*** TEXTO EXTRAÍDO

Estes lugares, elíseos só na altitude e beleza natural, têm precisas coordenadas de latitude e longitude terrenas. Se ao leitor já sucedeu compulsar alguma documentação das nossas antigas chancelarias, terá reparado numa expressão recorrente: “mero e misto império”. Neste caso, “misto/mixto” tinha como equivalente semântico - “místico” -, um arcaico adjectivo corruptamente derivado daquele. E é assim que uns seis dos sessenta admiráveis livros da chamada Leitura Nova, que o nosso “Rex Magnificus” D. Manuel I mandou compilar, copiar, iluminar e arquivar na Torre do Tombo, têm o nome de Livros dos Místicos. Eram estes uma miscelânea de documentos legislativos de diversa natureza, que envolviam diversas comarcas conjuntamente. E aquela expressão “mero e misto império” significava um direito ou poder absoluto, não dividido ou partilhado, legalmente detido por alguma entidade sobre alguma coisa. Não chegava a mais o misticismo dos nossos bacharéis legistas. E não me chega a mais o despudor de soprar poeira de arquivos sobre o leitor, que vinha convidar a sítios arejados.

A estes lugares benditos que há na nossa terra portuguesa quero crer (não me desmintam) que não chegou aquela pestilência de que falámos no postal anterior, parece que a mais mortífera que assolou a humanidade em toda a História, e que matou gente desde a Lapónia à Papuásia: a “gripe espanhola”, como também ficou conhecida. E é curioso, até parecia ser labéu aplicado de justiça à mortandade que o imperialismo colonialista castelhano fez por essas Américas. Mas, se o leitor amigo é um rábido crítico anti-colonialista, não se precipite; também aqui os micróbios aproveitaram a oportunidade para a sua estratégia de letal de colonização: a varíola, o tifo e o sarampo mataram muitíssimo mais ameríndios que as armas de Cortez e de Pizarro.

******

> REQUISITOS DA TAREFA
Repita, sem alterações, a parte do texto extraído que se inicia com as palavras que contêm "A estes lugares" e vai até "e de Pizarro.".

*** ENTRADAS DE DADOS

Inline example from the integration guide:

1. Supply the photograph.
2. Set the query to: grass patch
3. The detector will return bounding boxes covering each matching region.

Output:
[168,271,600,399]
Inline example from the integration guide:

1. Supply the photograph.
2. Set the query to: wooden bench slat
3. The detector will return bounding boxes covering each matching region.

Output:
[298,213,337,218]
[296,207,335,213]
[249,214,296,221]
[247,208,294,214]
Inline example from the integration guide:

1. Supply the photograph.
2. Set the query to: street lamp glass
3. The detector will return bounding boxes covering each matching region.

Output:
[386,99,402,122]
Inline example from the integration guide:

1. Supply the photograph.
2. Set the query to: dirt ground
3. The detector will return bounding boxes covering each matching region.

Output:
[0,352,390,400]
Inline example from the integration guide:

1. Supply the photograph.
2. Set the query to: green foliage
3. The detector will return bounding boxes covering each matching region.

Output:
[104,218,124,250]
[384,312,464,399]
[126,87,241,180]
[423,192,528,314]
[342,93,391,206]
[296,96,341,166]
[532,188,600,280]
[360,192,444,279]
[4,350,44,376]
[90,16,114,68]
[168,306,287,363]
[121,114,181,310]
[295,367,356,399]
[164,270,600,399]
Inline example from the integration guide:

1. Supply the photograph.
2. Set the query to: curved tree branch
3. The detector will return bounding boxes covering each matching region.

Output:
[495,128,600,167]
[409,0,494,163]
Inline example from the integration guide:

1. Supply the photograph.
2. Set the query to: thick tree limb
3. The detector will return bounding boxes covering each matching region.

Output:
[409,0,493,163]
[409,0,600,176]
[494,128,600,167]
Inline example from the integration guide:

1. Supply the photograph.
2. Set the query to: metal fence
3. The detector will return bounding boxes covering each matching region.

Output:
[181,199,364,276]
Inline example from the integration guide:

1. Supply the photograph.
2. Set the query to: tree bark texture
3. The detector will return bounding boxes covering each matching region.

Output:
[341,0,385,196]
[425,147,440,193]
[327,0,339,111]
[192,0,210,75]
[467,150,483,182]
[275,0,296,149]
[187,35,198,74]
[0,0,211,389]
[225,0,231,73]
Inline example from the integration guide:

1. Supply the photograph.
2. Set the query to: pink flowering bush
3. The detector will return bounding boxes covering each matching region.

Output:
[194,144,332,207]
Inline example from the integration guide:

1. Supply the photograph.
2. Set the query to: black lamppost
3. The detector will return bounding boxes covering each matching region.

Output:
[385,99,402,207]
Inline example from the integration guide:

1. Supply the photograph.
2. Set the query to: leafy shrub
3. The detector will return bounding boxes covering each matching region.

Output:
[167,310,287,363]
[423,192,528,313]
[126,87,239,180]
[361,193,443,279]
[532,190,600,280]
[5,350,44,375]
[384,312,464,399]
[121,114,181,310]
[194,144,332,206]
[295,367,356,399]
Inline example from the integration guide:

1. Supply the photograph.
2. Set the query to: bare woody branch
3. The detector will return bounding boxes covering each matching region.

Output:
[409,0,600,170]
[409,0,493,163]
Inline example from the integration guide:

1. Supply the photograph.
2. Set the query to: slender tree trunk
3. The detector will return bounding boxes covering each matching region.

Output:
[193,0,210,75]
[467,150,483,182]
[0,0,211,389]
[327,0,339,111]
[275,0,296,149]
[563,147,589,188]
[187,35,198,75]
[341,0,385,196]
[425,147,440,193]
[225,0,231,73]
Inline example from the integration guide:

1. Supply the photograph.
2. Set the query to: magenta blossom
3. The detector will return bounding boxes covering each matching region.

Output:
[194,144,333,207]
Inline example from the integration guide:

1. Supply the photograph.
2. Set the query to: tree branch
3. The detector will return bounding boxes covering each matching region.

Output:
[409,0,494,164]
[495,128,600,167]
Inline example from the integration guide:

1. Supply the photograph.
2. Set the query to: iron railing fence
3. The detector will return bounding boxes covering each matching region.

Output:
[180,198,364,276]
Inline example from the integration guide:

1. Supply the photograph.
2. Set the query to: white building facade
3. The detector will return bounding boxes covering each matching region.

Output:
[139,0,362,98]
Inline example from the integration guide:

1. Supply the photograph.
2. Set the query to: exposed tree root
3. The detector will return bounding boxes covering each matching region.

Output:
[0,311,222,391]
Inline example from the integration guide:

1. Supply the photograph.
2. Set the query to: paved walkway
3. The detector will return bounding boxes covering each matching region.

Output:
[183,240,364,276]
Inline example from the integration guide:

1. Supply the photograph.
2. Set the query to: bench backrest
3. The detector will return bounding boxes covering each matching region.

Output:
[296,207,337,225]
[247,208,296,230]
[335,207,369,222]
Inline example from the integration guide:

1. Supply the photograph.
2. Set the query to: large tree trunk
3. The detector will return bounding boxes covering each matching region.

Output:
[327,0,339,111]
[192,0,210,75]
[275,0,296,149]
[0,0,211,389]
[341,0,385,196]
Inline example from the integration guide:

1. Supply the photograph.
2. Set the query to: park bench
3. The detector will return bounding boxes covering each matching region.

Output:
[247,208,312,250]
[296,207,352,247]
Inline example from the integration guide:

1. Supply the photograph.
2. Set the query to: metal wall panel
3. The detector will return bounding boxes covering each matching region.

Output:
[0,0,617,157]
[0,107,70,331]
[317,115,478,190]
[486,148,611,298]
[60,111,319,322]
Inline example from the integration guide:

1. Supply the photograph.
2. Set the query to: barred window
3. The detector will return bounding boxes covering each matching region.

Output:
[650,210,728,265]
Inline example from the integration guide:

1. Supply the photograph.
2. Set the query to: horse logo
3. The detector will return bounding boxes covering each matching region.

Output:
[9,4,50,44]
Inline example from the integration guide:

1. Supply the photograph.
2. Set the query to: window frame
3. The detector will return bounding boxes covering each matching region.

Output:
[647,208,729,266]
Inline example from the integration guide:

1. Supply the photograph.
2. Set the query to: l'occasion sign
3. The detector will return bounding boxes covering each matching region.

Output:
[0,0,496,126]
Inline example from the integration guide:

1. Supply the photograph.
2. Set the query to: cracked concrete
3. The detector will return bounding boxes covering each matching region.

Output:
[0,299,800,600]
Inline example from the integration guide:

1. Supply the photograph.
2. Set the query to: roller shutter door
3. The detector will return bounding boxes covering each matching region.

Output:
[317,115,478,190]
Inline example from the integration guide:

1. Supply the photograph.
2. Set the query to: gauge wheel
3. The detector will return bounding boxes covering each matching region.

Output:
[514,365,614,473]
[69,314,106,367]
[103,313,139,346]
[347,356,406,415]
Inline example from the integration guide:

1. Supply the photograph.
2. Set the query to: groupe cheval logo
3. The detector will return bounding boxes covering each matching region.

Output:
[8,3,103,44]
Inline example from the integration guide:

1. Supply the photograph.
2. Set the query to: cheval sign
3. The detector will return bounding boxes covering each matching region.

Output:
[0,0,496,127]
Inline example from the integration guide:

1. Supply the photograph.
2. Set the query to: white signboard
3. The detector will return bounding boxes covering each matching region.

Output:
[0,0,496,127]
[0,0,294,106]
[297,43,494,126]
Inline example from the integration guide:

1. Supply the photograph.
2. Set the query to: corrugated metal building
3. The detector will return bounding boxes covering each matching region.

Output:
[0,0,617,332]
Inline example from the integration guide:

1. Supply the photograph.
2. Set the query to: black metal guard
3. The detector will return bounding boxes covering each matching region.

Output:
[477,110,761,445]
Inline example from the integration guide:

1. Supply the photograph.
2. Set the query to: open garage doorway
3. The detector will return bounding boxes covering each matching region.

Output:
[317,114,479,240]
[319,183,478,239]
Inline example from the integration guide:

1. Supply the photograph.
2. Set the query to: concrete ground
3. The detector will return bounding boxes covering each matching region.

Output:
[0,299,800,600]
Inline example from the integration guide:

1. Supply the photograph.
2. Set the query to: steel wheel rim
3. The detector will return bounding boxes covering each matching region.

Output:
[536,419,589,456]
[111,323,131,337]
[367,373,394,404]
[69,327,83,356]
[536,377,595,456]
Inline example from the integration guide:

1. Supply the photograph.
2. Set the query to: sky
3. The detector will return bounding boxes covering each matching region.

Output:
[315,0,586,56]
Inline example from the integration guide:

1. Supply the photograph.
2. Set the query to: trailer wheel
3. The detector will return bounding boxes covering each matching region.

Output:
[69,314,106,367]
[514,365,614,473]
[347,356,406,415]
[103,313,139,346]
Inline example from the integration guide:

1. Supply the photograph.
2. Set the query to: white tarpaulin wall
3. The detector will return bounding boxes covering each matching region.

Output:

******

> RESPOSTA ESCRITA
A estes lugares benditos que há na nossa terra portuguesa quero crer (não me desmintam) que não chegou aquela pestilência de que falámos no postal anterior, parece que a mais mortífera que assolou a humanidade em toda a História, e que matou gente desde a Lapónia à Papuásia: a “gripe espanhola”, como também ficou conhecida. E é curioso, até parecia ser labéu aplicado de justiça à mortandade que o imperialismo colonialista castelhano fez por essas Américas. Mas, se o leitor amigo é um rábido crítico anti-colonialista, não se precipite; também aqui os micróbios aproveitaram a oportunidade para a sua estratégia de letal de colonização: a varíola, o tifo e o sarampo mataram muitíssimo mais ameríndios que as armas de Cortez e de Pizarro.